Format the listing below as a numbered list, leaving out any blank lines.

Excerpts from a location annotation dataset
-=-=-=-=-

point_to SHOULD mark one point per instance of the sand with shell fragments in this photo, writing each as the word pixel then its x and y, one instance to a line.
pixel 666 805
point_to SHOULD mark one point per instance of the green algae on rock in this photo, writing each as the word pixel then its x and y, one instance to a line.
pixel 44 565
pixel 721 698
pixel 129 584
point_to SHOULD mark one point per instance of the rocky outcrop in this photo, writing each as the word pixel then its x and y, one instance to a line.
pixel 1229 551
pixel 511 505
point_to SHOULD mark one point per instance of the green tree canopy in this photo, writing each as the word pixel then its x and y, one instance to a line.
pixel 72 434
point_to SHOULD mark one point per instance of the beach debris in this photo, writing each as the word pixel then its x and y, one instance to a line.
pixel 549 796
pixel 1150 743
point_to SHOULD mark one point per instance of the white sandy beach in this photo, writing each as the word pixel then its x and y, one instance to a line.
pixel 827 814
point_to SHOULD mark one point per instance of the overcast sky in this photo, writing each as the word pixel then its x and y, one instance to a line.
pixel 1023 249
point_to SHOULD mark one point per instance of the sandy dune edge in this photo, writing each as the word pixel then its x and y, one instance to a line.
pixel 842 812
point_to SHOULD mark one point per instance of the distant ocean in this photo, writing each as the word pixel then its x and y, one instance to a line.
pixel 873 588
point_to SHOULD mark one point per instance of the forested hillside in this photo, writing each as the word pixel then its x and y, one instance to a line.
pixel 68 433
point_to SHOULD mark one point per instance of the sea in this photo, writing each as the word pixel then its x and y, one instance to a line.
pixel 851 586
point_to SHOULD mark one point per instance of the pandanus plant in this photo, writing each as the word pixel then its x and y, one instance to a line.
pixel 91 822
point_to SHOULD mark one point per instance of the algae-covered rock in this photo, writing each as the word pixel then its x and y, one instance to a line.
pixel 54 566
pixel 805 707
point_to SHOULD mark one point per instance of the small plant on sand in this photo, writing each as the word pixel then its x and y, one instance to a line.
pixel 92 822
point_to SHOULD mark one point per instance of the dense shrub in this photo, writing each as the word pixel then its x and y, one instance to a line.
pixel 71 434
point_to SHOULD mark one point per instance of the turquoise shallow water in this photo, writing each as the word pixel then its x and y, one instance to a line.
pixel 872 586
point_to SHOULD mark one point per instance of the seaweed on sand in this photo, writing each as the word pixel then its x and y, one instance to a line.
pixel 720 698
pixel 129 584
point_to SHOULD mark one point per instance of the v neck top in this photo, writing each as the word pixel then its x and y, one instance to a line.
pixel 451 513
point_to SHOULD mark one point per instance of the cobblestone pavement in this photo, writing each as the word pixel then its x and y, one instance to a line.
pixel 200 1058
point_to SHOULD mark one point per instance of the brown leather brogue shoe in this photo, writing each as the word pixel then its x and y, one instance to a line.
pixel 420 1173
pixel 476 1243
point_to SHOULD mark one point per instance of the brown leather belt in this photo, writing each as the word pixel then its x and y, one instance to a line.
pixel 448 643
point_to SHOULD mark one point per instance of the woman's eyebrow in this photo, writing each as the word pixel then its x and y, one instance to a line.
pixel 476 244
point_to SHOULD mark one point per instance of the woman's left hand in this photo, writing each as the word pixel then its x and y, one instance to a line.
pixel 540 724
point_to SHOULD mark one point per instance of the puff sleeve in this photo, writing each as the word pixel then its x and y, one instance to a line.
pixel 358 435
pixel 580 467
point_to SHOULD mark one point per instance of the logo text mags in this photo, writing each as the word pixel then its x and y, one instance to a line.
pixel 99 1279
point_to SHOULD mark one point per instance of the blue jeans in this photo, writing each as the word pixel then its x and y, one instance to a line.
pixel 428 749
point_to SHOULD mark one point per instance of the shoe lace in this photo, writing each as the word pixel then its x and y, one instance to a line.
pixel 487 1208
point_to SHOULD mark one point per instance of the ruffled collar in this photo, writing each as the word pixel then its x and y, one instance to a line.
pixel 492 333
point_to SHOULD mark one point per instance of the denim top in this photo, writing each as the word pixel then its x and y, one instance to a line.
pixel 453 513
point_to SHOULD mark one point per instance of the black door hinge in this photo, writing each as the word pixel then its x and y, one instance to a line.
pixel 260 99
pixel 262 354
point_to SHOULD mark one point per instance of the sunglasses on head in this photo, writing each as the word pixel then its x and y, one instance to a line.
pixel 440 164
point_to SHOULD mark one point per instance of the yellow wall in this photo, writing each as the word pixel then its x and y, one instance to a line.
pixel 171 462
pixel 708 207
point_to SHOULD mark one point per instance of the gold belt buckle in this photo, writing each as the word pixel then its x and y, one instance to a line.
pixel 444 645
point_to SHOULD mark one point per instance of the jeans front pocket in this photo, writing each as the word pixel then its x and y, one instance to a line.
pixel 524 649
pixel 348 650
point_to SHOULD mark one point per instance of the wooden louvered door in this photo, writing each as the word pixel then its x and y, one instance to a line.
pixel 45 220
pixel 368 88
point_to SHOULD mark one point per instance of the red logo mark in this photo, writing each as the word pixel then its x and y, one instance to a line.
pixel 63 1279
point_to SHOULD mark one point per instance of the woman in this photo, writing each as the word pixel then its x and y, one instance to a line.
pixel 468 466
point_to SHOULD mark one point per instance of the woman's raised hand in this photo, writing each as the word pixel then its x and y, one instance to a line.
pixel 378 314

-=-=-=-=-

# WRITTEN SOLUTION
1. point_to SHOULD mark one point per instance of the sand with shell fragments in this photo, writing each as the word pixel then its x and y, one instance to a line.
2. pixel 666 805
3. point_to SHOULD mark one point per instance of the green algae on rock in this photo, writing each as the word pixel then its x and y, one instance to a line.
4. pixel 44 565
5. pixel 721 698
6. pixel 129 584
7. point_to SHOULD mark one point per instance of the rocky outcrop in this photo, writing each as the word pixel then its x and y, one instance to a line.
8. pixel 1229 551
9. pixel 511 505
10. point_to SHOULD mark one point per instance of the green tree canopy in this photo, writing each as the word pixel then its x and y, one instance to a line.
11. pixel 72 434
12. point_to SHOULD mark one point per instance of the beach debris in this photo, writing each as the word pixel then its x and y, one instance to a line.
13. pixel 549 796
14. pixel 1150 743
15. point_to SHOULD mark one point per instance of the white sandy beach in this photo, writing each as the word pixel then its x and y, one instance to a line.
16. pixel 827 814
17. point_to SHOULD mark one point per instance of the overcast sky in this photo, writing each as the word pixel then its x and y, one instance to a line.
18. pixel 1023 249
19. point_to SHOULD mark one point per instance of the sandy dune edge in this photo, writing each as the word pixel then its x and y, one instance to a line.
20. pixel 842 812
21. point_to SHOULD mark one point per instance of the distant ocean in this photo, writing each as the word pixel then its x and y, one instance to a line.
22. pixel 873 588
23. point_to SHOULD mark one point per instance of the forested hillside in this photo, writing each as the word pixel then its x and y, one instance to a line.
24. pixel 68 433
25. point_to SHOULD mark one point per instance of the sea in this photo, writing each as the word pixel then its x and y, one instance to a line.
26. pixel 851 586
27. point_to SHOULD mark one point per instance of the pandanus plant in this photo, writing each as the word pixel then its x and y, one instance to a line.
28. pixel 91 822
29. point_to SHOULD mark one point per instance of the algae-covered rock in this photo, writing each as the word pixel then its x and y, one instance to a line.
30. pixel 54 566
31. pixel 805 707
32. point_to SHOULD mark one point per instance of the small plant on sand in this photo, writing each as the word pixel then its x and y, one instance to a line.
33. pixel 92 822
34. point_to SHOULD mark one point per instance of the dense shrub in this photo, writing each as the word pixel then its x and y, one instance to a line.
35. pixel 71 434
36. point_to SHOULD mark one point per instance of the turquoise shallow water in this photo, writing each as the word pixel then its x and y, one instance to a line.
37. pixel 872 586
38. point_to SHOULD mark one point per instance of the seaweed on sand in this photo, writing each as the word pixel then its x and y, one instance to a line.
39. pixel 720 698
40. pixel 129 584
41. point_to SHOULD mark one point per instance of the v neck top in this photo, writing each as the word pixel then its x and y, one instance to a line.
42. pixel 451 513
43. point_to SHOULD mark one point per instance of the cobblestone pavement in this photo, writing each as the word pixel then its x and y, one instance to a line.
44. pixel 200 1058
45. point_to SHOULD mark one point per instance of the brown leather brogue shoe in this photo, writing each as the word pixel then its x and y, one instance to a line.
46. pixel 420 1173
47. pixel 476 1243
48. point_to SHOULD mark one point per instance of the brown leather belt in this photo, writing each as the word pixel then its x and y, one instance to a line.
49. pixel 448 643
50. point_to SHOULD mark one point per instance of the woman's eyebrow in this photo, writing each as the word pixel then its x and y, one instance to a line.
51. pixel 476 244
52. point_to SHOULD mark one point per instance of the woman's left hand in this photo, writing each as the word pixel then its x and y, one instance to a line.
53. pixel 540 724
54. point_to SHOULD mark one point per instance of the puff sleeve in this photo, writing each as the word pixel then its x and y, one instance to a line.
55. pixel 358 435
56. pixel 580 467
57. point_to SHOULD mark one point per instance of the logo text mags in this photo, writing each as the word pixel then its x and y, one instance to a line.
58. pixel 99 1279
59. point_to SHOULD mark one point per instance of the blue jeans in this photo, writing each as the word pixel then its x and y, one instance to a line.
60. pixel 428 749
61. point_to SHOULD mark one point per instance of the shoe lace in this photo, writing each as the word pixel then its x and y, one instance to a line.
62. pixel 487 1208
63. point_to SHOULD mark one point per instance of the ruffled collar in this photo, writing each as the word pixel then its x and y, one instance to a line.
64. pixel 492 333
65. point_to SHOULD mark one point per instance of the denim top in this photo, writing each as the word pixel then its x and y, one instance to a line.
66. pixel 453 513
67. point_to SHOULD mark one point per instance of the black door hinge in this photo, writing each as the word pixel then its x and y, one instance to a line.
68. pixel 260 99
69. pixel 262 354
70. point_to SHOULD mark one point per instance of the sunglasses on head in this photo, writing each as the word pixel then its x and y, one instance to a line.
71. pixel 440 164
72. point_to SHOULD mark one point per instance of the yellow wall in this photo, writing each as the word pixel then its x and y, one instance to a line.
73. pixel 171 462
74. pixel 708 207
75. point_to SHOULD mark one point per instance of the gold belt buckle in this photo, writing each as the word pixel then its x and y, one instance to a line.
76. pixel 444 645
77. point_to SHOULD mark one point per instance of the jeans front pocket in this photo, writing each as the word pixel then its x and y, one instance to a line.
78. pixel 524 649
79. pixel 348 650
80. point_to SHOULD mark one point per instance of the wooden louvered door in this photo, writing each as the word pixel then its x and y, one instance to a line.
81. pixel 45 220
82. pixel 368 88
83. point_to SHOULD mark one point per instance of the red logo mark in this photo, writing each as the word pixel then its x and y, one instance to a line.
84. pixel 63 1279
85. point_to SHOULD mark one point per instance of the woman in this photo, writing each as the word pixel then its x and y, one instance to a line.
86. pixel 468 466
87. point_to SHOULD mark one point per instance of the woman's raised hand in this photo, writing each as the word pixel then its x and y, one instance to a line.
88. pixel 378 314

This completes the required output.